Check your understanding »
- A) What is the first sentence of each bulleted comment in the thread on text-to-geolocation models?
- B) Repeat, word for word, the stretch of the thread on text-to-geolocation models from "Show HN: Open-source" through "to encourage progress.".
- C) Can you continue the thread on text-to-geolocation models, picking up right after its last comment?

Selected text »
++++++++
Show HN: Open-source text-to-geolocation models

  • This is _really_ cool. Early in the pandemic I released a local news aggregation tool that aimed to aggregate COVID-related content and score it for relevance using an ensemble of ML classification models, including one that would attempt to infer an article's geographic coordinates. Accuracy peaked at about ~70-80%, which was just not quite high enough for this use case. With a large enough dataset of geotagged documents I'm pretty sure we could've improved that by another 10-15% which would've likely been "good enough" for our purposes. But one of the surprising things I took away from the project was that there's not a well-defined label for this category of classification problems, and as a result there's few datasets or benchmarks to encourage progress.

  • This does look interesting but as other comments have pointed out without data or weights it's not clear how well this works. The training notebook seems to suggest it is not actually improving all that much on the training data

  • Depending upon your use-case, you can get pretty good results by using spaCy for named entity recognition then matching on the titles of Wikipedia articles that have coördinates.
++++++++
Point localization data
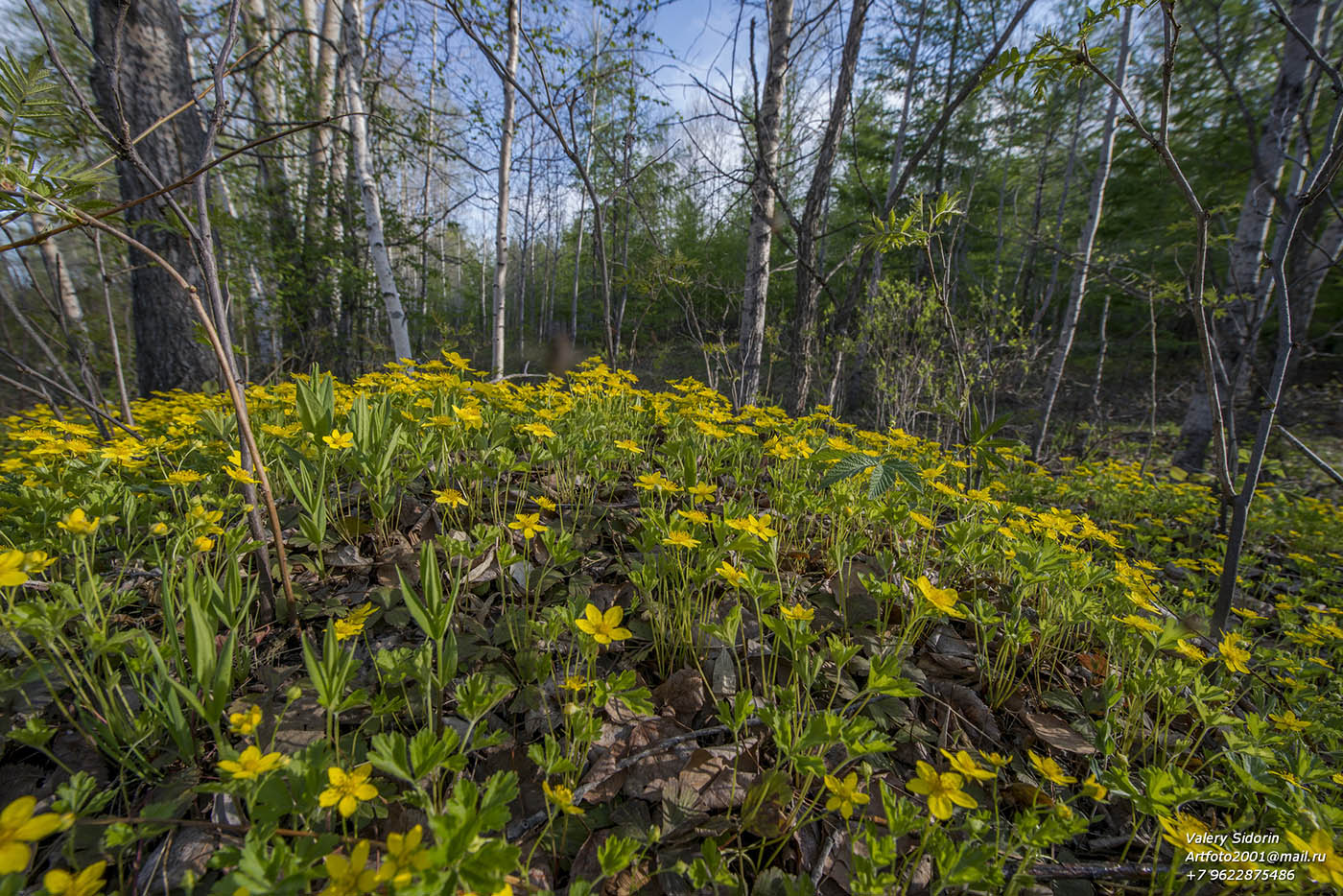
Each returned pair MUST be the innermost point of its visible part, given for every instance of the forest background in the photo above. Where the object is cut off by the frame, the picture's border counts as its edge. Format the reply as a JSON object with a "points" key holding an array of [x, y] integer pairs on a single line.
{"points": [[917, 212]]}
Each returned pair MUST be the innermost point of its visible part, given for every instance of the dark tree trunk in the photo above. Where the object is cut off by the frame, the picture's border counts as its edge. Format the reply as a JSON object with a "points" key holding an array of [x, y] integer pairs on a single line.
{"points": [[141, 76]]}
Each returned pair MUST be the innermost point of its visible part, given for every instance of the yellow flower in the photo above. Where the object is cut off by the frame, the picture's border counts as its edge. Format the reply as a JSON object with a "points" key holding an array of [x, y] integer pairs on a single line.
{"points": [[680, 539], [762, 529], [346, 789], [604, 627], [944, 600], [528, 524], [339, 440], [655, 483], [349, 876], [1049, 768], [1233, 654], [1190, 651], [251, 764], [922, 520], [701, 492], [845, 794], [239, 475], [17, 829], [470, 415], [452, 497], [403, 858], [86, 883], [457, 360], [1094, 789], [539, 430], [1326, 865], [353, 623], [1288, 721], [77, 523], [964, 765], [11, 570], [245, 723], [940, 790], [735, 577], [561, 797]]}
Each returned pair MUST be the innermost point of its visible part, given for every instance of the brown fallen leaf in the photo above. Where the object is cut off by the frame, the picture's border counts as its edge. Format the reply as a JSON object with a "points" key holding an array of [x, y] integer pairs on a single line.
{"points": [[681, 695], [645, 778], [1027, 797], [720, 775], [1057, 734], [977, 717]]}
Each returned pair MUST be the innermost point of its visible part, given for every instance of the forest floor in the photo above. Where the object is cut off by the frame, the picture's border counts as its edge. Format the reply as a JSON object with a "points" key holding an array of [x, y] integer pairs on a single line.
{"points": [[577, 636]]}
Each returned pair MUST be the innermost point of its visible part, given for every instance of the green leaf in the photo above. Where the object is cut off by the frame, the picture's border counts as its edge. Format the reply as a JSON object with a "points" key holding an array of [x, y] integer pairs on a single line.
{"points": [[845, 468]]}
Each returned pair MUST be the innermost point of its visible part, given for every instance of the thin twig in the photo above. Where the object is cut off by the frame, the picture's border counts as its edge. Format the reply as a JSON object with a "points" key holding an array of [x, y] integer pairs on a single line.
{"points": [[1315, 459]]}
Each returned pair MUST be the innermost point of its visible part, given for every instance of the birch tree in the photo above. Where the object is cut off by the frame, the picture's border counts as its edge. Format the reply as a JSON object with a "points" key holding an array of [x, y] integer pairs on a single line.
{"points": [[1085, 242], [761, 231], [399, 331], [145, 80], [501, 218], [808, 275], [1246, 278]]}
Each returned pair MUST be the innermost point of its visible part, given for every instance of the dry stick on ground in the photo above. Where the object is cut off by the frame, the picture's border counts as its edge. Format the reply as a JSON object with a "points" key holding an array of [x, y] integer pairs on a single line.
{"points": [[111, 329], [203, 244], [1315, 459], [526, 825], [234, 393]]}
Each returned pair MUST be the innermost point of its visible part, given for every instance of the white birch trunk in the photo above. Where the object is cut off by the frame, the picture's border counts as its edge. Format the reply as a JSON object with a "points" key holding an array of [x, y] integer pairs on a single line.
{"points": [[400, 336], [762, 201], [1085, 244], [501, 219]]}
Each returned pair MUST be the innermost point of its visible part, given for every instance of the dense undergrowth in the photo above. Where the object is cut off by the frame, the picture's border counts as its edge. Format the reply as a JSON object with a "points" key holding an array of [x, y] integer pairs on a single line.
{"points": [[579, 636]]}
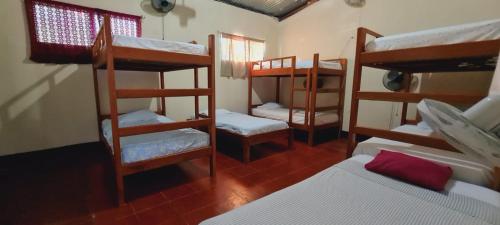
++++++++
Task responses »
- A)
1. This is _really_ cool.
2. This does look interesting but as other comments have pointed out without data or weights it's not clear how well this works.
3. Depending upon your use-case, you can get pretty good results by using spaCy for named entity recognition then matching on the titles of Wikipedia articles that have coördinates.

- B)
Show HN: Open-source text-to-geolocation models

  • This is _really_ cool. Early in the pandemic I released a local news aggregation tool that aimed to aggregate COVID-related content and score it for relevance using an ensemble of ML classification models, including one that would attempt to infer an article's geographic coordinates. Accuracy peaked at about ~70-80%, which was just not quite high enough for this use case. With a large enough dataset of geotagged documents I'm pretty sure we could've improved that by another 10-15% which would've likely been "good enough" for our purposes. But one of the surprising things I took away from the project was that there's not a well-defined label for this category of classification problems, and as a result there's few datasets or benchmarks to encourage progress.

- C)
  • There are no weights and no data, only some code to create a pytorch character based network and train it. Will you provide weights or data in the future? Do you have any benchmark over Nominatim or Google maps?

    I think something like this (but with more substance) could be helpful for some people, especially in the social sciences.

  • This would have been tremendously useful in a project I worked at a few years ago.

    It's really a difficult task to parse text at large scale with accurate geographical tagging.

  • Probably should combine this with DELFT.

  • Has anyone got this working? Curious if someone could PR a dependencies file that can be used to run this?